In the dream account below, where did the dreamer feel the village was located?

## Passage provided
* begin *

Dream: The odd clock face

I had a couple of bizarro dreams the other night.  I generally do not blog about dreams, but when they evoke a weird Twilight Zone, Jorge Luis Borges, King in Yellow style of WTF — more often than not via an odd book or strange contraption — I feel they are interesting enough to blog about.  One recent dream in particular seemed vivid and bizarre enough to recount here.

When the dream started, I found myself in a small village.  This was less of the wood-hut style village and a little more like small cottages loosely clumped together in a sort of tundra.  I am not sure how I knew, but I felt this was in Alaska.

The people of the village — there were about a dozen — had a problem.  They were running low on water and needed a fresh supply soon.  They told a tale of some “ancient ones” (presumably people, not Cthulhu monsters) that lived either in or past the nearby mountains.  These ancient ones knew of some secret glaciers that these folks could use as a source of water.  At this point, we will gloss over inconvenient plot points such as “how to hide a glacier” and “how to turn a faraway secret glacier into a local water supply.”  Nobody had seen these ancient people in decades, perhaps longer, and none of the villagers felt safe going out to search for them.  They felt I would be best for the task and I thought that since I was travelling in that direction anyhow, I might as well give it a shot.

When they brought me to the road leading off into the mountains, things got a little weird.  Along the right edge of the road, telegraph lines ventured out into the distance.  Because this was a dream and not reality, I just “knew” these were telegraph lines and not power, telephone, or anything else.  Between the first couple of telegraph poles were two women, in dark priestly robes.  Each held a strange staff.  On the left side of the trailhead was a strange “meter” planted in the ground.  A sturdy wood post held a quarter-clockface with two strange, somewhat clock-like, hands.

* end *

(Region labeling records)
* begin *

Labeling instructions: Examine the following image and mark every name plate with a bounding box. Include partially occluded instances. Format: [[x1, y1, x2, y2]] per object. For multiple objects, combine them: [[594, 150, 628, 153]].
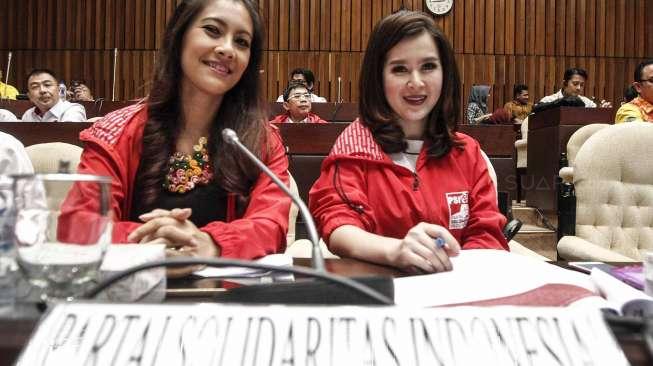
[[18, 303, 627, 365]]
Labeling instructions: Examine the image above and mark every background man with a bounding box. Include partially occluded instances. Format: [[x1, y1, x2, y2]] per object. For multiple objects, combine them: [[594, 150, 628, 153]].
[[21, 69, 86, 122], [615, 59, 653, 123], [277, 68, 326, 103], [270, 80, 327, 123], [503, 84, 533, 123], [540, 67, 612, 108]]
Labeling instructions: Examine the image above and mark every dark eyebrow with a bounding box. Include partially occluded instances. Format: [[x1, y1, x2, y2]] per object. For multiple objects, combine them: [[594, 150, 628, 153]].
[[388, 57, 440, 65], [201, 17, 254, 38]]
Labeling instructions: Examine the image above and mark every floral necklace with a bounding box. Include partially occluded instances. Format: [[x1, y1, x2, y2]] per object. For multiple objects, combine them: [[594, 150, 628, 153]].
[[163, 137, 213, 193]]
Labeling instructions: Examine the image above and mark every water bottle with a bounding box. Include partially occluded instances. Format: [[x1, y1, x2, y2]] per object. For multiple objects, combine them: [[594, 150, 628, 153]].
[[0, 189, 17, 313], [59, 80, 67, 100]]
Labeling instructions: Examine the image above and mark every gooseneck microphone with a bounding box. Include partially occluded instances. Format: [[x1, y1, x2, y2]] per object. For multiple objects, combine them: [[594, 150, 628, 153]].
[[222, 128, 326, 272]]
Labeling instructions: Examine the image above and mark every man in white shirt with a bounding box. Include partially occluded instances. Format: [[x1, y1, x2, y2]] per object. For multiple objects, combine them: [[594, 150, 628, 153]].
[[21, 69, 86, 122], [0, 109, 18, 122], [277, 68, 326, 103], [540, 67, 612, 108]]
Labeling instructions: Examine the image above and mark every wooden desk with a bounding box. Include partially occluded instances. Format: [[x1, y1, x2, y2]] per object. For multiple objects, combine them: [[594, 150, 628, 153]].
[[522, 107, 615, 214], [0, 100, 358, 122], [0, 122, 92, 146]]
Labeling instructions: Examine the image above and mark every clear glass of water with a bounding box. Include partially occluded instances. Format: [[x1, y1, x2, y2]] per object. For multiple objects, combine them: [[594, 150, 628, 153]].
[[12, 174, 112, 302]]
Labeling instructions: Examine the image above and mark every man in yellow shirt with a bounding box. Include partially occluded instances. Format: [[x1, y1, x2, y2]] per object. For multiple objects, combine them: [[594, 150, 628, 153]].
[[615, 59, 653, 123], [0, 70, 18, 100]]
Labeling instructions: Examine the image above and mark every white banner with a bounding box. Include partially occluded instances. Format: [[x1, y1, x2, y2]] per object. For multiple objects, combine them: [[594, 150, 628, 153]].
[[18, 303, 627, 366]]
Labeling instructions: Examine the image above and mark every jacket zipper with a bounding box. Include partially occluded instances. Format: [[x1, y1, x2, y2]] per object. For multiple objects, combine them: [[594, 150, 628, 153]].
[[412, 172, 419, 192]]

* end *

## Correct answer
Alaska